→ **What to do**:
• 1. Translate this sentence from the Gottschalk post into Spanish: "He died, all-too-young, on December 18, 1869 at the age of forty, in exile in Rio de Janeiro, Brazil."
• 2. Reproduce the Gottschalk post word for word from "Music History Monday: Louis" to "de Janeiro, Brazil.".

#### Selected excerpt ####

Robert Greenberg

Historian, Composer, Pianist, Speaker, Author

Music History Monday: Louis Moreau Gottschalk, or What Happens in Oakland Does Not Stay in Oakland

Louis Moreau Gottschalk (1829-1869) circa 1864
Louis Moreau Gottschalk (1829-1869) circa 1864

We mark the birth on May 8, 1829 – 194 years ago today – of the American composer and pianist Louis Moreau Gottschalk, in New Orleans. He died, all-too-young, on December 18, 1869 at the age of forty, in exile in Rio de Janeiro, Brazil.

Events that occurred in September of 1865 in San Francisco, California and across the San Francisco Bay in Oakland led directly to Gottschalk’s “exile” to South America. Those frankly tawdry events, most unfairly, have been recounted way too often and as a result, they have come to obscure Gottschalk’s memory as a composer, pianist, patriot, and philanthropist. That’s because people like me continue to write about them as if they, somehow, encapsulated the totality of who and what Louis Moreau Gottschalk was.

I hate myself for having participated in this unholy example of scandal mongering – I do – and I stand before you filled with shame and remorse.

Nevertheless.

Nevertheless, I fully intend to rehash these salacious events here and now with the understanding that following that rehash, we will spend the remainder of this post and all of tomorrow’s Dr. Bob Prescribes post doing penance, by providing a proper account of the cultural importance of Gottschalk’s hometown of New Orleans, as well as his life, times, and musical career.

#### Provided data ####

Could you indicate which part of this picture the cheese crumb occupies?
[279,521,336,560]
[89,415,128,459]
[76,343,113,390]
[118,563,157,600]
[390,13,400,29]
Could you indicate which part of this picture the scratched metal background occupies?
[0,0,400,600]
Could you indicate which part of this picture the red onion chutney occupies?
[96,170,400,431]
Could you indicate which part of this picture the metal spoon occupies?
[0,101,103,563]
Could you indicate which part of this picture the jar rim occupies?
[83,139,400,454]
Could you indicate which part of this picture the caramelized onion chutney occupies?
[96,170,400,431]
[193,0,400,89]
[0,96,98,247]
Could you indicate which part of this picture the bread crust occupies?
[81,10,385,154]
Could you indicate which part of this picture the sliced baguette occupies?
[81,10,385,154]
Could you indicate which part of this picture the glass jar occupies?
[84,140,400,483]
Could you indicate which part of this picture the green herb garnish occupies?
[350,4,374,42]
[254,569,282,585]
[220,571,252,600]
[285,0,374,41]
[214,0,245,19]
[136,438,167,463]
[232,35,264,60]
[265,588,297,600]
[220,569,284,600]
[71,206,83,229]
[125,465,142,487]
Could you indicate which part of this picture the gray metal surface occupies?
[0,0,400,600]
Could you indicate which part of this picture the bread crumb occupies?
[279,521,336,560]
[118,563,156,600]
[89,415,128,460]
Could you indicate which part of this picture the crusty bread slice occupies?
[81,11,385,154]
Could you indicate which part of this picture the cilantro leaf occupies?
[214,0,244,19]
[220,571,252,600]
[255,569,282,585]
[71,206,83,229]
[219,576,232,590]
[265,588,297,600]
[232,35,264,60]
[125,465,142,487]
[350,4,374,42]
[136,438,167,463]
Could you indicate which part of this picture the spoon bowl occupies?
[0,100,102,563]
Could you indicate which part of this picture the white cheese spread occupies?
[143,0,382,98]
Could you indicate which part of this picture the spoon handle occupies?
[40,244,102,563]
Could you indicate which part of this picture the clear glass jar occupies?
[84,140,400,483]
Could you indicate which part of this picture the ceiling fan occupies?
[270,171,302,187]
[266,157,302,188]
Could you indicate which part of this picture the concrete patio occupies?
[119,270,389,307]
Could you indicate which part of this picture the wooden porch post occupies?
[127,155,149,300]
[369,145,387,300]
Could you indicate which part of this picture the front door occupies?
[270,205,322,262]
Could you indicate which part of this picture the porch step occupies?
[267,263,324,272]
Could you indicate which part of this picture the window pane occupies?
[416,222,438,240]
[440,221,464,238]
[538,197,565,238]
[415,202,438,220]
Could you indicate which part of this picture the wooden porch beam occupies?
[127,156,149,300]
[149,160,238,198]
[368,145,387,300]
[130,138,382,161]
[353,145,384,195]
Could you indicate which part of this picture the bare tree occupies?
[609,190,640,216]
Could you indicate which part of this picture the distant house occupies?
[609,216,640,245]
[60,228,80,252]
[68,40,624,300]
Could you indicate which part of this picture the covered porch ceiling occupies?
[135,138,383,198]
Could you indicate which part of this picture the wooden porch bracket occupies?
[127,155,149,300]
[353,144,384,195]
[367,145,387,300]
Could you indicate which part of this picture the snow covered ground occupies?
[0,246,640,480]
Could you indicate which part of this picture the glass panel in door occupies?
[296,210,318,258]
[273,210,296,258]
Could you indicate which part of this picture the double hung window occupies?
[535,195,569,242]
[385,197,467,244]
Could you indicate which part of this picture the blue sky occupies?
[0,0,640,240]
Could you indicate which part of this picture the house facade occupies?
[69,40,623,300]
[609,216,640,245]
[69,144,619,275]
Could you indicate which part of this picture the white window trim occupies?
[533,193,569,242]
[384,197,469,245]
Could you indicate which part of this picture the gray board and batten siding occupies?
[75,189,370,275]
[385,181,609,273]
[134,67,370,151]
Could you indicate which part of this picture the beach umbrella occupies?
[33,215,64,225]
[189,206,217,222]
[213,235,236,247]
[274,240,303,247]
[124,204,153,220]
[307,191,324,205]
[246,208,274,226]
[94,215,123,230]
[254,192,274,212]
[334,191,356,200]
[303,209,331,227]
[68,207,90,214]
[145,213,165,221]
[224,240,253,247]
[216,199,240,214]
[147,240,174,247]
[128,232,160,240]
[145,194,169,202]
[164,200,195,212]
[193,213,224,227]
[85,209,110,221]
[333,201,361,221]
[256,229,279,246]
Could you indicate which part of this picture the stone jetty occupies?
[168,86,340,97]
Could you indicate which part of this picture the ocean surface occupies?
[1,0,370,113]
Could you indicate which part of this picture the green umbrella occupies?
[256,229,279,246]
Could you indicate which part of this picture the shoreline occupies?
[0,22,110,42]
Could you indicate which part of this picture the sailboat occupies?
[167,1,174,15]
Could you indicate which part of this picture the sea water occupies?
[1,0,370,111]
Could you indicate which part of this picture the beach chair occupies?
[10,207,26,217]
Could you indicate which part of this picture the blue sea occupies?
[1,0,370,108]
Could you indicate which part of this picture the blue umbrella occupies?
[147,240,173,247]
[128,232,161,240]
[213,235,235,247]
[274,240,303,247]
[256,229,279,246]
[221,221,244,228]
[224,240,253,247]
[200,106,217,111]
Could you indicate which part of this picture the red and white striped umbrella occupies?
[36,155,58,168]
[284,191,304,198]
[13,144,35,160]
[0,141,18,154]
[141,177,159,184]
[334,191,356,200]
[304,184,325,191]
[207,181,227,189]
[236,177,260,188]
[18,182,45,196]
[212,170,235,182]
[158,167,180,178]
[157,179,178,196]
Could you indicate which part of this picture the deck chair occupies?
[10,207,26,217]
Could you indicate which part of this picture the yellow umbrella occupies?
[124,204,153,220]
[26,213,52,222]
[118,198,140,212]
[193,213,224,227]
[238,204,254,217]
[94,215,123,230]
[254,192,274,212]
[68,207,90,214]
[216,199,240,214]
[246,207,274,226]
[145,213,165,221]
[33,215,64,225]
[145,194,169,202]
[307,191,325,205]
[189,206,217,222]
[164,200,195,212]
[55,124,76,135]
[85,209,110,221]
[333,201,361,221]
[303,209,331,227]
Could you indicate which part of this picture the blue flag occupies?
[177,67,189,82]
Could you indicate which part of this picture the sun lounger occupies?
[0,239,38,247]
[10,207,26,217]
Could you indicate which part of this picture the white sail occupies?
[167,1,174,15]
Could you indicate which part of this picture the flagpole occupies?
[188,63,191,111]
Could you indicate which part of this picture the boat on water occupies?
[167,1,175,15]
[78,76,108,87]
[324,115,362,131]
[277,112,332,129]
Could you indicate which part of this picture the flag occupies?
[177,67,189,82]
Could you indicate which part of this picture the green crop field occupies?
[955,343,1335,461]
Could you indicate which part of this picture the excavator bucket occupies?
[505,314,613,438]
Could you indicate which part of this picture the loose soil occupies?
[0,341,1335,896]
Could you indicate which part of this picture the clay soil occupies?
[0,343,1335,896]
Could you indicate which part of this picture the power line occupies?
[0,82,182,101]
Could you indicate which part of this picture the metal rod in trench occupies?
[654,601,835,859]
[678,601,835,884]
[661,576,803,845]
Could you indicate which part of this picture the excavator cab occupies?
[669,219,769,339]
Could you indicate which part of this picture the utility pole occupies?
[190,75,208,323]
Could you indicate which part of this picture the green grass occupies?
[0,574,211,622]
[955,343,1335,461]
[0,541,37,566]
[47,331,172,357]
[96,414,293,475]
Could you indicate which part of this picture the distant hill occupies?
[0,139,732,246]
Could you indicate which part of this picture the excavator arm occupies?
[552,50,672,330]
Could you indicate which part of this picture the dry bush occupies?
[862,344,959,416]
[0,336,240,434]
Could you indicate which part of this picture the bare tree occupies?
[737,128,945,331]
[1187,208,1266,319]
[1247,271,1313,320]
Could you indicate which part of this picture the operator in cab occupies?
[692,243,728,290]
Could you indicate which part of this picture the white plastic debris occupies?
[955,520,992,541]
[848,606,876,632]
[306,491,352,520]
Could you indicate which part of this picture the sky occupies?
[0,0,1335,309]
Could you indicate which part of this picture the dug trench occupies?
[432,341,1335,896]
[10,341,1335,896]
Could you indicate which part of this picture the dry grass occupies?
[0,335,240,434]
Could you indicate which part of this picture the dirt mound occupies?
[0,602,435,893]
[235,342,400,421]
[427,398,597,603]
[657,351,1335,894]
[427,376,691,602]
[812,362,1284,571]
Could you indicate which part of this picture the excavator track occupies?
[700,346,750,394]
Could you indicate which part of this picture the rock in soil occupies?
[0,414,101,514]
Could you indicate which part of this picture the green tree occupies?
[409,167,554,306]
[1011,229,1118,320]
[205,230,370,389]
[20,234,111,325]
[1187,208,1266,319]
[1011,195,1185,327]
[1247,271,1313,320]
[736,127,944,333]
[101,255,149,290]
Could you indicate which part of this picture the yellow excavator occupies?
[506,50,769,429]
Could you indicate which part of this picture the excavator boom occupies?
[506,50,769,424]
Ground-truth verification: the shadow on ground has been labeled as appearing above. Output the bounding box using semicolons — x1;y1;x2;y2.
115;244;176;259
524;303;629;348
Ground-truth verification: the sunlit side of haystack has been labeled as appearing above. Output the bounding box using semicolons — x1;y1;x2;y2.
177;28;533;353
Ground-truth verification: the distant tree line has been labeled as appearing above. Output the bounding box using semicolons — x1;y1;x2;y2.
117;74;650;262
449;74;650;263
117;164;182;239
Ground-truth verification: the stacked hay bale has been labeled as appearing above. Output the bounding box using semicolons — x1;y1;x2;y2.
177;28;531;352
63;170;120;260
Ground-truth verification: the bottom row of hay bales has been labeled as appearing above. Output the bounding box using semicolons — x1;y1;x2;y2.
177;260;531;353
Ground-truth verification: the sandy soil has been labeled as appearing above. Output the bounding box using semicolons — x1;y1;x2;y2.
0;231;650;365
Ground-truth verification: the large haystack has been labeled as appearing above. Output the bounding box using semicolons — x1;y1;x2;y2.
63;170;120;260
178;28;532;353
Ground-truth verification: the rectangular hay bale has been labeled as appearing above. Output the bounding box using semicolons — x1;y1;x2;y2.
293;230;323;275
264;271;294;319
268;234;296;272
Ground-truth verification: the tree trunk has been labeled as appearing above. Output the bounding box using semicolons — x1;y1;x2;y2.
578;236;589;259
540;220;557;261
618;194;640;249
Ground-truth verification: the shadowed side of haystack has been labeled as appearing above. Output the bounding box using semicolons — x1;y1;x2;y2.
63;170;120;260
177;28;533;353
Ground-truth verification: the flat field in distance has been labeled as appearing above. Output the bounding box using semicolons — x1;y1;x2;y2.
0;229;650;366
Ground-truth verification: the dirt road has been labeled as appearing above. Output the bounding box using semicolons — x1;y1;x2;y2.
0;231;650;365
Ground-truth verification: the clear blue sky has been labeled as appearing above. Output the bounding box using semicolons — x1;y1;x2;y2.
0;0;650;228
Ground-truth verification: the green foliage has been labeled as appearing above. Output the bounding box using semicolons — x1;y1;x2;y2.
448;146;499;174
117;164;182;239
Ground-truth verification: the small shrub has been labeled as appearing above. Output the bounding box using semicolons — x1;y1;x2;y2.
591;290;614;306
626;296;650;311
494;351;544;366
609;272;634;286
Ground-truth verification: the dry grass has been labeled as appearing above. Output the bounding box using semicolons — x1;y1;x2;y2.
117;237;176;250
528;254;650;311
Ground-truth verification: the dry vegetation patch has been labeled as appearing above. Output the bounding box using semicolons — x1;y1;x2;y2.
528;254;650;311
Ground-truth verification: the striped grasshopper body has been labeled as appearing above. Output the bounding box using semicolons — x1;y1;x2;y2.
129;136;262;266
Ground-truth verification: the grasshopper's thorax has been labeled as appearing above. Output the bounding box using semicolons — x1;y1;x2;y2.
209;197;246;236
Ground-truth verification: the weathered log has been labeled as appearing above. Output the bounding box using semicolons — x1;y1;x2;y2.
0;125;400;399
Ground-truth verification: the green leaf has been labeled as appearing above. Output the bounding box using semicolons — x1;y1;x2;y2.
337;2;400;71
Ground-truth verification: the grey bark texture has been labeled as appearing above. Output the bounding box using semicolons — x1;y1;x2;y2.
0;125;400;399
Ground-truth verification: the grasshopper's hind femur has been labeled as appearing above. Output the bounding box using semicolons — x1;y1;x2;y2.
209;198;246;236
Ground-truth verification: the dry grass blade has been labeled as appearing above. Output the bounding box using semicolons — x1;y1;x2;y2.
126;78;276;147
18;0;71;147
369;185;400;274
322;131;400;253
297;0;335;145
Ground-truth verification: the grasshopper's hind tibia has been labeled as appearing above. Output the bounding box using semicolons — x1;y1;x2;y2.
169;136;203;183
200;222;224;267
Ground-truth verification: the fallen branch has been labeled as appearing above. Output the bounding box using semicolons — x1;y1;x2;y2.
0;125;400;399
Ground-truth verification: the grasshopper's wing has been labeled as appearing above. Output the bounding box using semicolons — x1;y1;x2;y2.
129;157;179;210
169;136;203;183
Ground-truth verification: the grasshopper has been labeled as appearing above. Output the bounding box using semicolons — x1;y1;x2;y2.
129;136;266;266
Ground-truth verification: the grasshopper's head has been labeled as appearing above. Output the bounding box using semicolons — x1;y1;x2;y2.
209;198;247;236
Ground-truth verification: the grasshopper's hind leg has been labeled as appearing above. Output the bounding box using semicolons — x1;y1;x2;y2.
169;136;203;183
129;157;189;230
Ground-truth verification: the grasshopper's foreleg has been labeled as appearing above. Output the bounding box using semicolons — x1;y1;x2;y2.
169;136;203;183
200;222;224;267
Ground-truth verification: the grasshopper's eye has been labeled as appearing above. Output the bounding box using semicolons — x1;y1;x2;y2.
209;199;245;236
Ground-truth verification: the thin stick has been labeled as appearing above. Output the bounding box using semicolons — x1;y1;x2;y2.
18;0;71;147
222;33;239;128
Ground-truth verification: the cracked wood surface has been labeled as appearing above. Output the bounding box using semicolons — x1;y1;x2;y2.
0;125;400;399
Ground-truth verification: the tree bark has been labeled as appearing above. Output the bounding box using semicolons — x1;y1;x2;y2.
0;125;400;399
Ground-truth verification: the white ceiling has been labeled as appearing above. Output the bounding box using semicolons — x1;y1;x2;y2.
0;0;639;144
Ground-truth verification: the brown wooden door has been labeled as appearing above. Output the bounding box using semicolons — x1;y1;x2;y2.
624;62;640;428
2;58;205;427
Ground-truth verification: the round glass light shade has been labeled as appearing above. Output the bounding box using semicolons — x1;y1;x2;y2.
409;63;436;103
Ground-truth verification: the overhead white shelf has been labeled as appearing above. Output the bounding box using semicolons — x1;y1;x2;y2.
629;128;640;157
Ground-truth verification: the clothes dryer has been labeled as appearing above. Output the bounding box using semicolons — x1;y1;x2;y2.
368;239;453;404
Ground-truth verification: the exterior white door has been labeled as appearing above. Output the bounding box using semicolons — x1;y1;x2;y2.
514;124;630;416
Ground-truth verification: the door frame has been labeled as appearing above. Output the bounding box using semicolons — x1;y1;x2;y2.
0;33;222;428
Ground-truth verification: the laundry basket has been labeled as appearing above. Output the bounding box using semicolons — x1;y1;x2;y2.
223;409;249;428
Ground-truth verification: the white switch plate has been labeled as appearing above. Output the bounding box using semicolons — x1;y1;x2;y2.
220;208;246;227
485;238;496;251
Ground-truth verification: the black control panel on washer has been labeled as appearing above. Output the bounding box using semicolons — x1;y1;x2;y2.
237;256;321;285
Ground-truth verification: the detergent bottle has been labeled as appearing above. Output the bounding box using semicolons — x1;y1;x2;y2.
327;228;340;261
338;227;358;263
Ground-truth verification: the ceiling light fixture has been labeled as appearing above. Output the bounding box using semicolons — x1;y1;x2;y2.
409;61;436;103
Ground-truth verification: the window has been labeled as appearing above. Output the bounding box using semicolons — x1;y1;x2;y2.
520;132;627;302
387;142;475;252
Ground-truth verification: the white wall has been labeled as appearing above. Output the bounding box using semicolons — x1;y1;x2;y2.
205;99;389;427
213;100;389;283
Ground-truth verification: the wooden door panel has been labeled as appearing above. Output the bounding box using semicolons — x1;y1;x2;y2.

####

→ **Answer set**:
• 1. Murió, demasiado joven, el 18 de diciembre de 1869, a los cuarenta años, exiliado en Río de Janeiro, Brasil.

• 2.
Music History Monday: Louis Moreau Gottschalk, or What Happens in Oakland Does Not Stay in Oakland

Louis Moreau Gottschalk (1829-1869) circa 1864
Louis Moreau Gottschalk (1829-1869) circa 1864

We mark the birth on May 8, 1829 – 194 years ago today – of the American composer and pianist Louis Moreau Gottschalk, in New Orleans. He died, all-too-young, on December 18, 1869 at the age of forty, in exile in Rio de Janeiro, Brazil.